### Gegeven tekst
┌──
Filop. Och lieve Apragmon. U verwarmt mijn gemoed binnen mij. Gaf de Heere het, dat toch de overheid hier wat nauwer op lette. Het is ook hun eigen werk, de boosheid te straffen, Rom. 13. Daarin moeten zij het werk van hun geloof, de arbeid van hun liefde, de duurzaamheid van hun hoop, als goede christenen bewijzen. Daartoe hebben zij hun macht en het zwaard ontvangen, opdat zij zelfs de vreemdelingen, die in hun stadspoorten zijn, niet gedogen zouden iets te doen dat tot vernietiging van de geboden van God strekt, Exod. 20:10. Het is ook zo’n zware zaak niet, als men zich wijs maakt. Voornamelijk wat de grootste abuizen aangaat. Daar is er maar één tegen honderd, de Heere zij lof, die het kwalijk zou nemen. Geheel de rest (maar een weinig hen tevoren bericht zijnde uit het Woord van God) zou de hand bieden, en de heren staten daarvoor danken. Het is niet zonder reden dat Salomo zegt, Spr. 28:12: Als de rechtvaardigen opspringen van vreugde, is er grote heerlijkheid; maar als de goddelozen opkomen, wordt de mens nauw gezocht. Is het niet wonder, Apragmon, dat de officier, als men zijn mantel gescheurd heeft, zo wel tot zijn boete komt; en dat God zo kwalijk tot Zijn recht komen kan, als men Zijn aller billijkste geboden onder de voeten getreden heeft?
└──
### Opdracht
Neem de tekst hierboven over de taak van de overheid woord voor woord en volledig over.

### Gegevens
┌──
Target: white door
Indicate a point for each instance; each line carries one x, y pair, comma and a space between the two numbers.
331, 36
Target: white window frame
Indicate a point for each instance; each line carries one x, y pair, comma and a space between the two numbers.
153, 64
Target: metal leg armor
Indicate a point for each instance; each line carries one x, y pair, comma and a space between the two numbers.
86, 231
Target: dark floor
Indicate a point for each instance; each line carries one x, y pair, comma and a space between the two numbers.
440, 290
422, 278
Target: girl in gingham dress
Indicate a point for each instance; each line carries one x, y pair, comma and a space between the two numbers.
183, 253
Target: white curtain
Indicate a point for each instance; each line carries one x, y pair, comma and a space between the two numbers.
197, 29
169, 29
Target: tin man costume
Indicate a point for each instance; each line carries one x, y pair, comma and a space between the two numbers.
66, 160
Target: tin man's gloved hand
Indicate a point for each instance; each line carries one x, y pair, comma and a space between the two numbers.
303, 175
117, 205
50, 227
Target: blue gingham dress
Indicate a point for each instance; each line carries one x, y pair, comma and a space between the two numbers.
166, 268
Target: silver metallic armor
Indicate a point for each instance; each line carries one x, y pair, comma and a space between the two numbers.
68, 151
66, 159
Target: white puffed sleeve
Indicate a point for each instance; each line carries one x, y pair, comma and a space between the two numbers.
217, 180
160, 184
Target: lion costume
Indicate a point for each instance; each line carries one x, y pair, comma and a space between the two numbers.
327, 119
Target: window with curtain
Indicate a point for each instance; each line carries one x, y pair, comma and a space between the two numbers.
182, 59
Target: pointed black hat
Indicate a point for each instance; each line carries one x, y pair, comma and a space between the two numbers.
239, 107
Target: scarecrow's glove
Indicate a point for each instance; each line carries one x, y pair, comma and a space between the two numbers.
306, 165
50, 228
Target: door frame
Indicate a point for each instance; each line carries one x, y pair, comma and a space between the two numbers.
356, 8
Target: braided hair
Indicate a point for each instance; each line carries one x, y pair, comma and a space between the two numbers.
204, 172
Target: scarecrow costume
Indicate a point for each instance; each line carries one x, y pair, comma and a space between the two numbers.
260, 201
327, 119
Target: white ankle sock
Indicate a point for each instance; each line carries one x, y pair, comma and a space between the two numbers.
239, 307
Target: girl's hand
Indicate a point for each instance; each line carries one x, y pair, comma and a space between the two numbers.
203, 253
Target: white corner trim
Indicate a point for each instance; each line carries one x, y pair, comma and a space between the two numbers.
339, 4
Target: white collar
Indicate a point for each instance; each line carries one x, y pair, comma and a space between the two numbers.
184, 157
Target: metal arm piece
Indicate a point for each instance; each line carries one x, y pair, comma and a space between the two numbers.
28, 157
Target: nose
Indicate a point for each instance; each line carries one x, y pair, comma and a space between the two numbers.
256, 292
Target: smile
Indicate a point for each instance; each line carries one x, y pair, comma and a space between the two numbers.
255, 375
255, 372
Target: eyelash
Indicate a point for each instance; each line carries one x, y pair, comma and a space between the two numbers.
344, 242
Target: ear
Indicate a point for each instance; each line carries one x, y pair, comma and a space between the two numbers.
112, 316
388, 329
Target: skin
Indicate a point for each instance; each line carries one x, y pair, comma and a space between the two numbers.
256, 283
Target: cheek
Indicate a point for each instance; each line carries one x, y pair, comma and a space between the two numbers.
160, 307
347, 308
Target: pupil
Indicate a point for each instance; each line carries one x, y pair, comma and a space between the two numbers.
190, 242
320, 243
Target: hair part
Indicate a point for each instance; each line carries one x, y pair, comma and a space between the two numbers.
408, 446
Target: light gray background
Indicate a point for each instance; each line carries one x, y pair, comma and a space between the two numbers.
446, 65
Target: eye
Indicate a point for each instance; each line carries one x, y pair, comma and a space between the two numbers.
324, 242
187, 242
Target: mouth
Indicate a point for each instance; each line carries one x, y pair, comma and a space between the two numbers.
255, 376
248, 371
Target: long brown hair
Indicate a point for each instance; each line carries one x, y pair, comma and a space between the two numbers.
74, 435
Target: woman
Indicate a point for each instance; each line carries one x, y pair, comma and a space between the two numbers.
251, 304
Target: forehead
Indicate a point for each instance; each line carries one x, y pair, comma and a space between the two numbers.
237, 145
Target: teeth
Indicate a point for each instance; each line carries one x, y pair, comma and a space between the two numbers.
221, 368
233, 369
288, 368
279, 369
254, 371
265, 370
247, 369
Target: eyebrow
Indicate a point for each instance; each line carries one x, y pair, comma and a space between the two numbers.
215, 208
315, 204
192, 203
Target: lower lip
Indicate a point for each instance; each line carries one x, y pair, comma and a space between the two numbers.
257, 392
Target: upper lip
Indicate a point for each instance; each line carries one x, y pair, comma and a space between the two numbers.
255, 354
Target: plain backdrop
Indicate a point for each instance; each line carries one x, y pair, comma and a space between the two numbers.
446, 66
└──
### Uitgevoerde opdracht
Filop. Och lieve Apragmon. U verwarmt mijn gemoed binnen mij. Gaf de Heere het, dat toch de overheid hier wat nauwer op lette. Het is ook hun eigen werk, de boosheid te straffen, Rom. 13. Daarin moeten zij het werk van hun geloof, de arbeid van hun liefde, de duurzaamheid van hun hoop, als goede christenen bewijzen. Daartoe hebben zij hun macht en het zwaard ontvangen, opdat zij zelfs de vreemdelingen, die in hun stadspoorten zijn, niet gedogen zouden iets te doen dat tot vernietiging van de geboden van God strekt, Exod. 20:10. Het is ook zo’n zware zaak niet, als men zich wijs maakt. Voornamelijk wat de grootste abuizen aangaat. Daar is er maar één tegen honderd, de Heere zij lof, die het kwalijk zou nemen. Geheel de rest (maar een weinig hen tevoren bericht zijnde uit het Woord van God) zou de hand bieden, en de heren staten daarvoor danken. Het is niet zonder reden dat Salomo zegt, Spr. 28:12: Als de rechtvaardigen opspringen van vreugde, is er grote heerlijkheid; maar als de goddelozen opkomen, wordt de mens nauw gezocht. Is het niet wonder, Apragmon, dat de officier, als men zijn mantel gescheurd heeft, zo wel tot zijn boete komt; en dat God zo kwalijk tot Zijn recht komen kan, als men Zijn aller billijkste geboden onder de voeten getreden heeft?